Activity list:
#1 From the racing-industry article below, set down the passage between "TVG did a deal" and "ratings were strong.", inclusive.
#2 Answer these questions using the racing-industry article below:
(a) How many tracks were running in early April 2020?
(b) By what percentage were purses down in 2020 compared with 2019?
(c) How many televised hours did NYRA and Fox Sports have in 2020?
Given passage Block Start
To ensure the future of the U.S. racing industry, the betting business has to change

Churchill Downs: The company was clearly making good business decisions as its stock has increased almost exactly 150 percent over the last three years. This also is a clear indication of the benefits of owning and operating an ADW

When the Covid-19 pandemic arrived full blown in New York City in March last year, it became clear that we were in for a very serious health crisis, the likes of which I certainly had not seen in my lifetime.

My wife, Betsy Senior, had to close her art gallery and, by the end of the month, we had packed up our car and, along with our 18- and 19-year old cats, drove to Saratoga Springs. We have been here ever since, with the occasional trip back to New York City, which bears no resemblance to the NYC that we have known for the last 20 years.

By early April, I recall thinking that racing was in for a freefall with only five tracks running: Gulfstream Park, Tampa Bay Downs, Oaklawn Park, Fonner Park and Will Rogers Downs. Remarkably for the month of April 2020, these five tracks had a handle increase of 269 percent over April 2019 and were only nine percent lower than the top ten tracks that ran in April 2019. It was difficult to get too excited as a lot of tracks were still not operating, but it was encouraging.

However, all professional sports had suspended their seasons so there was no competition from other sports on television. Fortunately, led by NYRA, the Jockey Club and Breeders’ Cup and others, America’s Day at the Races was broadcasting races from NYRA, Gulfstream, Churchill and other regional tracks on Fox Sports with some regional TV broadcasts on MSG.

TVG did a deal with NBCSN to run a number of their major tracks on the NBCSN network. Both television deals continued to the end of 2020, and the wagering activity and ratings were strong. 

Tony Allevato, NYRA Bets President and Chief Revenue Officer, told Bob Ehalt in a Blood-Horse interview, “It was amazing what our team, and horseracing in general, accomplished by keeping the sport going when other sports couldn’t carry on and by producing so many hours of television coverage under difficult conditions.”

Remarkably, the wagering numbers held up through the end of 2020 despite most tracks being unable to admit any customers. 

Comparisons: 2020 vs 2019

 

In reviewing the numbers, it is remarkable that despite running 23.5 percent fewer races, the total handle for the year was down less than one percent. Purses were down 25.53 percent, which is consistent with a reduction in races by 23.5 percent. 

The most surprising number for me was the increase in Average Wagering Per Race Day by 32.69 percent. Clearly the increase in hours of television on Fox and NBCSN was important for racing. NYRA and Fox Sports increased the number of televised hours from 385 in 2019 to 777.5 hours in 2020.
Given passage Block End
Recorded information Block Start
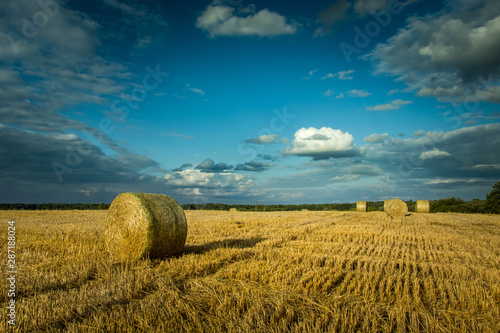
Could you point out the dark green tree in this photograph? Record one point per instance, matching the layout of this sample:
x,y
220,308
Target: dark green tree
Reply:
x,y
493,200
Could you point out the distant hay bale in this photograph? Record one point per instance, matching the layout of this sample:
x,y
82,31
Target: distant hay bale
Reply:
x,y
396,208
422,206
361,206
143,225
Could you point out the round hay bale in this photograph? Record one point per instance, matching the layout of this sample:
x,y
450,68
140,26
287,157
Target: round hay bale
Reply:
x,y
422,206
396,208
361,206
143,225
385,205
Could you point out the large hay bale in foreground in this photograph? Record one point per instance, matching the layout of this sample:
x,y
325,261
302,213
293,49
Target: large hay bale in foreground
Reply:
x,y
385,205
143,225
422,206
361,206
396,208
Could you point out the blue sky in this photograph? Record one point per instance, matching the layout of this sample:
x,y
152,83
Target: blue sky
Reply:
x,y
235,101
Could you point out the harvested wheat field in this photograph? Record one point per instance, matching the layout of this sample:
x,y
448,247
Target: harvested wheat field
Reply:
x,y
263,272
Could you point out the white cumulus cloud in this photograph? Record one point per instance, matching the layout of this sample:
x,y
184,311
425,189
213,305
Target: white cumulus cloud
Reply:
x,y
321,143
435,153
394,105
376,138
223,21
264,139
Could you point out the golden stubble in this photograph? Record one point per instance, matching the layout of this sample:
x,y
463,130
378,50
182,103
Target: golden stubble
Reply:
x,y
262,272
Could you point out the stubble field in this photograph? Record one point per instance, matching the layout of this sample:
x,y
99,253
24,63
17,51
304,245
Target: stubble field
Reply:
x,y
261,272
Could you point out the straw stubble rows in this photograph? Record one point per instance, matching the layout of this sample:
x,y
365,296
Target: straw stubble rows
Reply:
x,y
263,272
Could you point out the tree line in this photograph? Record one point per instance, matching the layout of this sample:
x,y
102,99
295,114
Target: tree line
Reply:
x,y
451,205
Recorded information Block End
Activity answers:
#1
TVG did a deal with NBCSN to run a number of their major tracks on the NBCSN network. Both television deals continued to the end of 2020, and the wagering activity and ratings were strong.

#2
(a) Five
(b) 25.53 percent
(c) 777.5 hours